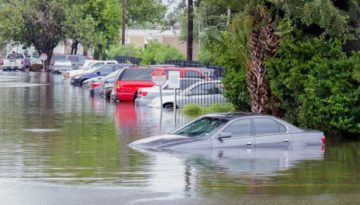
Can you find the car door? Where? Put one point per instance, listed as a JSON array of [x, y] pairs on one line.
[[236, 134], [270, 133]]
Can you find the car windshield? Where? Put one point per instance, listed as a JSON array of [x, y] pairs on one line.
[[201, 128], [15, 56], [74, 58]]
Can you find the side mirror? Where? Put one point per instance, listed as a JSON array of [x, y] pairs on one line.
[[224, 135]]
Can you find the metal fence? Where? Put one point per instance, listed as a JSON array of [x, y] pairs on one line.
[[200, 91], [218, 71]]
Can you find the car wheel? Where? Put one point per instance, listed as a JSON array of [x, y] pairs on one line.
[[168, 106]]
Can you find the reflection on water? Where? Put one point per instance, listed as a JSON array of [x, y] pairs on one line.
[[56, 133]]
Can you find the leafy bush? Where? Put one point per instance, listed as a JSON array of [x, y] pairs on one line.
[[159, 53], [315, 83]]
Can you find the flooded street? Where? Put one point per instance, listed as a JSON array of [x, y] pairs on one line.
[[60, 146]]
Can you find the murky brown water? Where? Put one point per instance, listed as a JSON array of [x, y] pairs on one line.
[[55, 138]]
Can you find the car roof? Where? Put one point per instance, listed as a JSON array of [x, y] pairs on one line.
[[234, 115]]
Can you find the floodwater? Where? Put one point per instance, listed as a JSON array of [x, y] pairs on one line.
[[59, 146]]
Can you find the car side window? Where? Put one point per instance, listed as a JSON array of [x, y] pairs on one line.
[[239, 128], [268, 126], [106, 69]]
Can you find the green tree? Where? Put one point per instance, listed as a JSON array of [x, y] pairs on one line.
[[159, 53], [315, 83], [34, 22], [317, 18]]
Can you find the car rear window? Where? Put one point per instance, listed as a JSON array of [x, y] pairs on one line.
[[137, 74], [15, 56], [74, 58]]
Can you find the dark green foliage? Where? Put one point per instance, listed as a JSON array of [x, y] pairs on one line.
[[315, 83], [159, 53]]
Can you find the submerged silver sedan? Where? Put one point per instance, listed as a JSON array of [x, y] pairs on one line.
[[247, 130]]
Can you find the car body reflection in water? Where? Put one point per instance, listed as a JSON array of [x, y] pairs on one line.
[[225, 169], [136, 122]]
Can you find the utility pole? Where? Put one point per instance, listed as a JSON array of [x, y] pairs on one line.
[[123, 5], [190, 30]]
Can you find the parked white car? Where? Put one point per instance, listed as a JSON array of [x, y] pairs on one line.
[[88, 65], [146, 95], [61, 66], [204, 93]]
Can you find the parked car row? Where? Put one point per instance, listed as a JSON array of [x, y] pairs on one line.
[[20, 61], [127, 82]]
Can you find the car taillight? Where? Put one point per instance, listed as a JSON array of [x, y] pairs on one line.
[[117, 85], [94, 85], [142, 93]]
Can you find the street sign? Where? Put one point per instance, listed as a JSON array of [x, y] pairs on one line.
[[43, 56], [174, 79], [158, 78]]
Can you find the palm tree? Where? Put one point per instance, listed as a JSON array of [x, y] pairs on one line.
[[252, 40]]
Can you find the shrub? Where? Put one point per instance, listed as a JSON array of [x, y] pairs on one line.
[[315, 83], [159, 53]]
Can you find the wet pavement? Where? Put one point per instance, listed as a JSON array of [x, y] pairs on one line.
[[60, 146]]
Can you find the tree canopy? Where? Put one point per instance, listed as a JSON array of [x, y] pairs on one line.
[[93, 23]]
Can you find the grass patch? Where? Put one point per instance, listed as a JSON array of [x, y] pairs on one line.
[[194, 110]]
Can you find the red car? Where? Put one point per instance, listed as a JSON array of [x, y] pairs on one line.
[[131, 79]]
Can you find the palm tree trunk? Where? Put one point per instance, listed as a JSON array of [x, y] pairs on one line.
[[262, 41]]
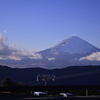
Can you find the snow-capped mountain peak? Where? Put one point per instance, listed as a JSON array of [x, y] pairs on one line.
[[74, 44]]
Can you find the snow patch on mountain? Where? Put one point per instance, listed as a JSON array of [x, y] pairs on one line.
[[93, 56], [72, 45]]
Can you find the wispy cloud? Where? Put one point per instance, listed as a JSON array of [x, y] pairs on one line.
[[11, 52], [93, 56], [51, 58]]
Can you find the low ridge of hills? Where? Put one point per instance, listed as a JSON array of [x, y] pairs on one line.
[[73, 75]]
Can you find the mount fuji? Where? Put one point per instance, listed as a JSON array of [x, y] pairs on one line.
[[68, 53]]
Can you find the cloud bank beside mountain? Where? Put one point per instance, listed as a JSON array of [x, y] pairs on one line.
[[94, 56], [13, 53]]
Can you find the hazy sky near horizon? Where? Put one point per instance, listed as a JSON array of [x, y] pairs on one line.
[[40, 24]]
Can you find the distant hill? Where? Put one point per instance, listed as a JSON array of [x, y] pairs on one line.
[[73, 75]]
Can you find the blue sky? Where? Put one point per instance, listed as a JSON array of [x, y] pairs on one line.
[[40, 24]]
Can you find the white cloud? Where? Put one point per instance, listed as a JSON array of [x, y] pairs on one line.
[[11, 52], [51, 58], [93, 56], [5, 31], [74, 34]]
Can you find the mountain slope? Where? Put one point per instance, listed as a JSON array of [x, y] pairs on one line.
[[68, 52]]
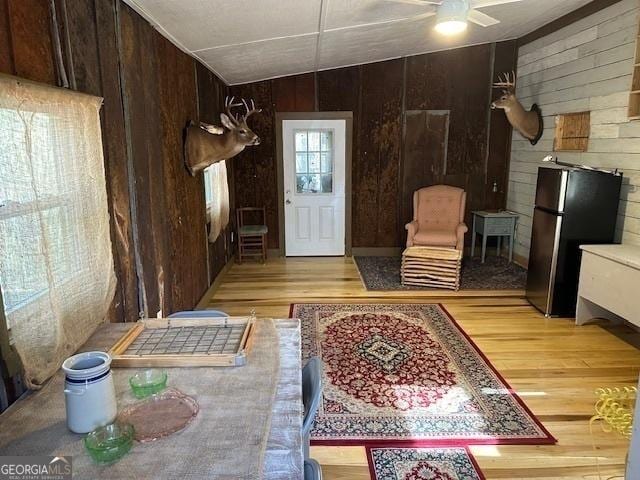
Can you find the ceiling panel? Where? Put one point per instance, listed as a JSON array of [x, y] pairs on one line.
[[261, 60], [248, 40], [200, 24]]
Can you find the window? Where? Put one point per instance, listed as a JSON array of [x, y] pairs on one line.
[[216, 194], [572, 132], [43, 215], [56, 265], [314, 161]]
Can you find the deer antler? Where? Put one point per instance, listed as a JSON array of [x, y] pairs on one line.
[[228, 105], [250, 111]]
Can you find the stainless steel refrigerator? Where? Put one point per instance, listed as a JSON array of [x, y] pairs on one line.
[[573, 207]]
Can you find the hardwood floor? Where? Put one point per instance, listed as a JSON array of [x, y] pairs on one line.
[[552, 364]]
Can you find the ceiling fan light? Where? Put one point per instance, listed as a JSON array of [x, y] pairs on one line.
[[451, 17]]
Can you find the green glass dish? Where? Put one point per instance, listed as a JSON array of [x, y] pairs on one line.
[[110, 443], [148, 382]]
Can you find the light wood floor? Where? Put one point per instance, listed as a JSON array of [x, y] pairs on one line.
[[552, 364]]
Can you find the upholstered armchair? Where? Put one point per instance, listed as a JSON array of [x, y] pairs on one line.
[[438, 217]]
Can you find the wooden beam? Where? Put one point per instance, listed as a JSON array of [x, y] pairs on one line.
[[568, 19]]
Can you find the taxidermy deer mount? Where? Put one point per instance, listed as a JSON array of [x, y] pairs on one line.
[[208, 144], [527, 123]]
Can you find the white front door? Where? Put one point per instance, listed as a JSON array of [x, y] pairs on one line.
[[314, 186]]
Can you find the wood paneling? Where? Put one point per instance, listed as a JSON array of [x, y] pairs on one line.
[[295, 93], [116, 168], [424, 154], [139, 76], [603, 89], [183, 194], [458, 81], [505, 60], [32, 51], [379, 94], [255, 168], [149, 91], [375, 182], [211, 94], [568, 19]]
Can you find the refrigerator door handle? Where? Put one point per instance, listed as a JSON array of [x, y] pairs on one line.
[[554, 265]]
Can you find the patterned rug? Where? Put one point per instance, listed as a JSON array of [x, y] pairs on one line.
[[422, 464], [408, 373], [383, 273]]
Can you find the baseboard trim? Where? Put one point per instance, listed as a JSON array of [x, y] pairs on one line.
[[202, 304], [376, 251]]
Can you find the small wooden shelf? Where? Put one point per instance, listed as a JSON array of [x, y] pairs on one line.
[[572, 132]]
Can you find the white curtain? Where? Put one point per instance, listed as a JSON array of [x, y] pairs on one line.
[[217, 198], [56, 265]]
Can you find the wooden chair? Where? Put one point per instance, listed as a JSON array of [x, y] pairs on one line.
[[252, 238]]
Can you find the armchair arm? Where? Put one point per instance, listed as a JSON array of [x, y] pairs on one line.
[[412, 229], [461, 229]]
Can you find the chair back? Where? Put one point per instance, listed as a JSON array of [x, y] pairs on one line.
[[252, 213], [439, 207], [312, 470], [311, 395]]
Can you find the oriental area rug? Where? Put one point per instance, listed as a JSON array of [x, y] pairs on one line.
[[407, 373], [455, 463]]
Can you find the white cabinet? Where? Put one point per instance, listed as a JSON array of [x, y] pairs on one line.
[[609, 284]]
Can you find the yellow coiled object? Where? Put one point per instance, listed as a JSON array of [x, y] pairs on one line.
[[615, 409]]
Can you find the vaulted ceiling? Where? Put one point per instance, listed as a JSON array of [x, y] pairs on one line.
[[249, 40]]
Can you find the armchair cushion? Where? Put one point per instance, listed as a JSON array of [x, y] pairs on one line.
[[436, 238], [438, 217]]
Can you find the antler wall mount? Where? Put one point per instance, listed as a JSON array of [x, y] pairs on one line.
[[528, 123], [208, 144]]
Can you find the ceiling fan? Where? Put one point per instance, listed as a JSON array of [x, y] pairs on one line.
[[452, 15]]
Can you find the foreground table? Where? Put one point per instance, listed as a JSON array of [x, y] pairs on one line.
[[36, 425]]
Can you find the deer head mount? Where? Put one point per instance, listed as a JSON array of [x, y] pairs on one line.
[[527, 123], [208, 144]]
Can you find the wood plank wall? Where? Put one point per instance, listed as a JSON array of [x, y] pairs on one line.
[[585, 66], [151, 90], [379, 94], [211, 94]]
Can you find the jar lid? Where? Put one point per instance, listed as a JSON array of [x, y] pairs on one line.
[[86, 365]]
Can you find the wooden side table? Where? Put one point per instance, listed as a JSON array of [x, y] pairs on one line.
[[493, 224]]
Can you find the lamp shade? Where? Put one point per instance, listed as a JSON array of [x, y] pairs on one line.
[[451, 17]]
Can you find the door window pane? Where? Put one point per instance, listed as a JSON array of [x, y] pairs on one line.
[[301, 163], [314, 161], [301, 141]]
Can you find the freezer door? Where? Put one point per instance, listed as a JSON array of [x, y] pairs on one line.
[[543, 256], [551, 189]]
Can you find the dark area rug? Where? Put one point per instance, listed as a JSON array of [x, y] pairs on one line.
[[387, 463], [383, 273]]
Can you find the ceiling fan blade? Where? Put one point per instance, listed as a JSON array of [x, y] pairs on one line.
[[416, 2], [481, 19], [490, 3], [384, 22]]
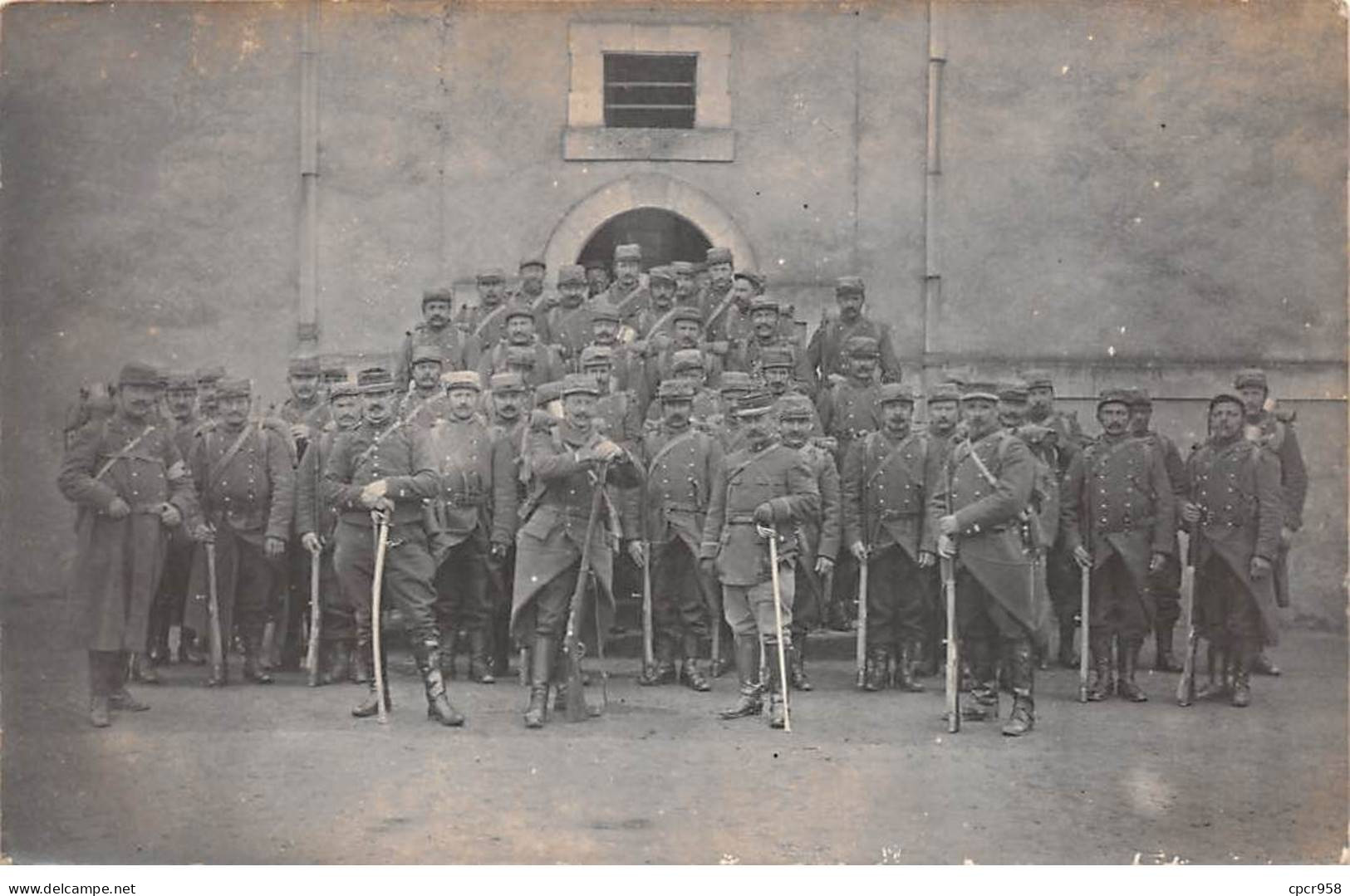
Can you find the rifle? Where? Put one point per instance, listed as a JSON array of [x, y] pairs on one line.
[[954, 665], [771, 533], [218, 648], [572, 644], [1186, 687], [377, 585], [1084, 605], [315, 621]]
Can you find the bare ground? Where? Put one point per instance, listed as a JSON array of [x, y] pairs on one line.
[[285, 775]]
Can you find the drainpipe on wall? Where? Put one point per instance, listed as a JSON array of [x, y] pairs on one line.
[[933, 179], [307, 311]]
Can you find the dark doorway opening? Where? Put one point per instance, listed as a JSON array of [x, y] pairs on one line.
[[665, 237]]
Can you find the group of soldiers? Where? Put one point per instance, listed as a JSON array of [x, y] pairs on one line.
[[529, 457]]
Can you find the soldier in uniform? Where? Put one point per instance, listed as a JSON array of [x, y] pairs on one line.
_ _ _ _ _ _ _
*EXERCISE BRIEF*:
Render the items starting with the line containing "Can you find the car roof?" and going on through the line containing "[[247, 130]]" as a two-column CSV with the header row item_text,item_answer. Give one row per item, put each field in double quotes, and turn any line breaks into spaces.

*PROBLEM SOLUTION*:
item_text,item_answer
"Can you find the car roof? Where? Put one point per instance, listed as a JSON array of [x, y] pairs on one line.","[[234, 115]]"
"Can you find the floodwater? Where? Put one point per instance, listed as a JSON array of [x, y] pairs on one line.","[[59, 146]]"
"Can you find the car side window? Where? Put one point per instance, listed as a JSON array of [x, y] pairs on one line.","[[239, 128], [268, 126], [106, 69]]"
"Can you find the green tree? Where? Put one point per instance, listed as a JSON array of [x, y] pairs on one line.","[[159, 53], [315, 83], [34, 22], [317, 18]]"
"Can you find the car rear window? Where? Put one point per instance, listed as a JSON array of [x, y] pairs on one line.","[[137, 74], [15, 56], [74, 58]]"
"Can you find the dark green foliage? Where? Put one point per instance, listed as a JSON array of [x, y] pairs on one line.","[[315, 83], [159, 53]]"
"Can you find the submerged silver sedan? Where? Put one point per instance, listed as a JSON array of [x, y] pairs on one line.","[[247, 130]]"